[Reading text]:
★ ★ ★ ★ ★

- Yes, point-biserial correlation is usually recommended when you want to check the correlation between binary and continuous variables (see this wikipedia entry). In R, you can use
cor.test
function. As you can see below, the output returns Pearson's product-moment correlation. In this case, it is equivalent to point-biserial correlation:
df <- data.frame(
x = c(0, 0, 1, 1, 0, 1, 1, 0, 1, 1, 0),
y = c(10, 18, 12, 14, 9, 22, 25, 15, 19, 18, 8)
)
cor.test(df$x,df$y)
Pearson's product-moment correlation
data: df$x and df$y
t = 2.2684, df = 9, p-value = 0.04949
alternative hypothesis: true correlation is not equal to 0
95 percent confidence interval:
0.005098737 0.883391276
sample estimates:
cor
0.603129
When authors did not state the type of correlation analysis they used, we can assume that they used Pearson's correlation.
- Yes, that is true. That's how you get 1 for correlation coefficient, which is quite unlikely:
a <- c(0,0,0,0,0,1,1,1,1,1)
b <- c(11,11,11,11,11,21,21,21,21,21)
cor.test(a,b)

★ ★ ★ ★ ★

[Data rows]:

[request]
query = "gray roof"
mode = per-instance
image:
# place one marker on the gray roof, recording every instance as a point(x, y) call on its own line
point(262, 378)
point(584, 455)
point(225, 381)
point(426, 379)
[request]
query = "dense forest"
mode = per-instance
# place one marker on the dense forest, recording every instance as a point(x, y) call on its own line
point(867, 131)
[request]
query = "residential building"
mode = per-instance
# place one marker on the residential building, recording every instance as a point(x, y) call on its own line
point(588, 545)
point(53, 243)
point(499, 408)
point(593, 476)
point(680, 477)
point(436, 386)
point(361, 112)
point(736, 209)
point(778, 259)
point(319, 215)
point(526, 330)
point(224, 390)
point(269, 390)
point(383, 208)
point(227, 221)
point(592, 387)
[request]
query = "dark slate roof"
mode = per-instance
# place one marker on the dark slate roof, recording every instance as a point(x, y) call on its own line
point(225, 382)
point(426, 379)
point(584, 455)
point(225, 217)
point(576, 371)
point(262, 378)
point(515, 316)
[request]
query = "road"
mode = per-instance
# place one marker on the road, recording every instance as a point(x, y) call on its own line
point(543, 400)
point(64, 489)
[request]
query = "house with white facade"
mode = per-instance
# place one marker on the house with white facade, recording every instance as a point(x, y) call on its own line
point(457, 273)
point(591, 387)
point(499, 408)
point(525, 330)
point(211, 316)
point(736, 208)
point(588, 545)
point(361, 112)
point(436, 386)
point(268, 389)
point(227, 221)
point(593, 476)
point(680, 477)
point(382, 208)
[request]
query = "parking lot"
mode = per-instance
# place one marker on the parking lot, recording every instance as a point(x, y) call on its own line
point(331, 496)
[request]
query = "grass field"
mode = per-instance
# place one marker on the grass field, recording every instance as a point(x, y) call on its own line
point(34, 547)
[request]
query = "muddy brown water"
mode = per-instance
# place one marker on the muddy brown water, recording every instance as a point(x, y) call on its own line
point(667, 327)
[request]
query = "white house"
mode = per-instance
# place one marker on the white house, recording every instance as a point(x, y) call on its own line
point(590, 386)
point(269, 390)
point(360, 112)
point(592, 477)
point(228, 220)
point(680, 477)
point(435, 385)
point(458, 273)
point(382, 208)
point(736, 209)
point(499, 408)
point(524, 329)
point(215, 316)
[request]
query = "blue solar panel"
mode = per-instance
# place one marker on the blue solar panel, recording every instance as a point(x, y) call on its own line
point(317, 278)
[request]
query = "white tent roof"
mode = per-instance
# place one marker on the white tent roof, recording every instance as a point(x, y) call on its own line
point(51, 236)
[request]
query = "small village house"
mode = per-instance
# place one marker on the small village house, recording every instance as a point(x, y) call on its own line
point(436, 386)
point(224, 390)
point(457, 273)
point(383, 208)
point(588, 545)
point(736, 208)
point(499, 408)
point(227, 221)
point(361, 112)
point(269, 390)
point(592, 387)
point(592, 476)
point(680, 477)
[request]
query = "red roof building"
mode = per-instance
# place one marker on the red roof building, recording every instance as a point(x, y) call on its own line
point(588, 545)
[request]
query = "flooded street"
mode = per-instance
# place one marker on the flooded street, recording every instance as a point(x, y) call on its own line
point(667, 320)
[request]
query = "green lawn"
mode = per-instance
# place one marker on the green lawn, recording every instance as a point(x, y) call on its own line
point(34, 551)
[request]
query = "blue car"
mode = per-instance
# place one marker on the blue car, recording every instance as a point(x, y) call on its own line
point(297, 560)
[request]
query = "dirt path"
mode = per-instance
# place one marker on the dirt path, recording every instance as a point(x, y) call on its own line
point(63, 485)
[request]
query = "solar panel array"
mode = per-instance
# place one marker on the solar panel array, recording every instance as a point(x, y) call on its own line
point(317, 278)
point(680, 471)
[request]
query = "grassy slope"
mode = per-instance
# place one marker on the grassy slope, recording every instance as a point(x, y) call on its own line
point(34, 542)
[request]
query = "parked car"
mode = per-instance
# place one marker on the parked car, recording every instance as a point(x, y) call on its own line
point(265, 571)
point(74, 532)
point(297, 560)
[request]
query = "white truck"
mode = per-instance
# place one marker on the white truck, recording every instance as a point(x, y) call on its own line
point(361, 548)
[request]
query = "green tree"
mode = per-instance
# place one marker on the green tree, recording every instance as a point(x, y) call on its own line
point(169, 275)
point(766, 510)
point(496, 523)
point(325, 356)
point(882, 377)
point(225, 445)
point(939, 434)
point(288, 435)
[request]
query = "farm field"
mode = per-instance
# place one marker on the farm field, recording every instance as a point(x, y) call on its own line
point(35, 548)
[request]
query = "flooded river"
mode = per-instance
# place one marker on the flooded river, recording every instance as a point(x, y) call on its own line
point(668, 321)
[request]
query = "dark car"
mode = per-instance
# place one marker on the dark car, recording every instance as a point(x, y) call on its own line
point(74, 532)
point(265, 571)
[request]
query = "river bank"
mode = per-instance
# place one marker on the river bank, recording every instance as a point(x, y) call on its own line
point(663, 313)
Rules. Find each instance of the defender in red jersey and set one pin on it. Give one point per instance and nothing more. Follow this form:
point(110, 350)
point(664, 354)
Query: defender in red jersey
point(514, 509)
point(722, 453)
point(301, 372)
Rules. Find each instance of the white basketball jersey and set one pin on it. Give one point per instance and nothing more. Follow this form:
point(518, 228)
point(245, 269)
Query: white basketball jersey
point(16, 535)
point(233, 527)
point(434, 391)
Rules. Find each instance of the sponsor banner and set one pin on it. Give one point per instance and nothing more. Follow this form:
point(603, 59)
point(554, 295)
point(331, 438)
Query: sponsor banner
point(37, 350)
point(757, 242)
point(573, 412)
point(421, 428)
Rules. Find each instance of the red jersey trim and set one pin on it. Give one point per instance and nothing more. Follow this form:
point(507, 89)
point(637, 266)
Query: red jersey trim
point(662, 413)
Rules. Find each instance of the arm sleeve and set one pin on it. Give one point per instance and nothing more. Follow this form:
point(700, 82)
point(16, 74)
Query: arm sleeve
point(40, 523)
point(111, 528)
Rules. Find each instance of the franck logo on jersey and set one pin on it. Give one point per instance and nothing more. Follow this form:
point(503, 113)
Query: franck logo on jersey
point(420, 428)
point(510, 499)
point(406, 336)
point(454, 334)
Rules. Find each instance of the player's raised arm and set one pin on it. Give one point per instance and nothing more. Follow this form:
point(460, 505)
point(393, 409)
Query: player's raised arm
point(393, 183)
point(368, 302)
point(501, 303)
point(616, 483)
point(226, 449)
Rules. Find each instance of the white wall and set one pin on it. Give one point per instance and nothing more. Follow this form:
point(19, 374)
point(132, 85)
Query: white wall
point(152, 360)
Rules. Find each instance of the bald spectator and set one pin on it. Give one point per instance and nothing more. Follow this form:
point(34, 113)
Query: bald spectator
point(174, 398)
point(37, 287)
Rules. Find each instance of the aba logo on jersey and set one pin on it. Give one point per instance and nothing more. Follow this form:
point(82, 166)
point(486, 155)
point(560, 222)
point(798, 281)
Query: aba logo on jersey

★ ★ ★ ★ ★

[Directions]:
1. In the records, reproduce verbatim the part that opens with the line containing "Rules. Find each instance of the defender" and closes with the line containing "point(421, 428)", both lines included.
2. Continue the discussion of point-biserial correlation in R from its last line.

[Expected results]:
1.
Rules. Find each instance of the defender in red jersey and set one pin on it. Give one point per instance and nothing more. Follow this form:
point(110, 350)
point(664, 354)
Query: defender in red jersey
point(514, 509)
point(722, 453)
point(301, 372)
Rules. Find each instance of the white basketball jersey and set one pin on it. Give one point per instance and nothing more. Follow this form:
point(518, 228)
point(245, 269)
Query: white basketball jersey
point(16, 535)
point(233, 527)
point(434, 391)
Rules. Find each instance of the sponsor banner and set one pin on it. Give one point per instance and nothing more. Follow this form:
point(603, 59)
point(554, 295)
point(331, 438)
Query: sponsor banner
point(37, 350)
point(757, 242)
point(573, 412)
point(421, 428)

2.
Pearson's product-moment correlation
data: a and b
t = Inf, df = 8, p-value < 2.2e-16
alternative hypothesis: true correlation is not equal to 0
95 percent confidence interval:
1 1
sample estimates:
cor
1
In more realistic cases (as in the first example), positive point-biserial correlation coefficient indicates that observations with $x=1$ have more frequently higher y values compared to observations with $x=0$. Or, as Gung nicely explained here: "...if the correlation is positive, I would say that means moving from the 0 category to the 1 category is associated with an increase in 𝑌, and/or higher 𝑌 values tend to co-occur with category 1. A negative correlation would be the opposite of that." Otherwise, the interpretation is similar to Pearson's correlation.
- I guess the authors want to provide a single bivariate measure for all variables which is quite common in some fields. You can use t-test and report mean difference, etc. In the end, you will get identical or very similar results (e.g., test statistic, p-value) because common statistical tests are linear models. You can see this in our example:
cor.test(df$y, df$x)
Pearson's product-moment correlation
data: df$y and df$x
t = 2.2684, df = 9, p-value = 0.04949
alternative hypothesis: true correlation is not equal to 0
95 percent confidence interval:
0.005098737 0.883391276
sample estimates:
cor
0.603129
t.test(df$y ~ df$x, var.equal = TRUE)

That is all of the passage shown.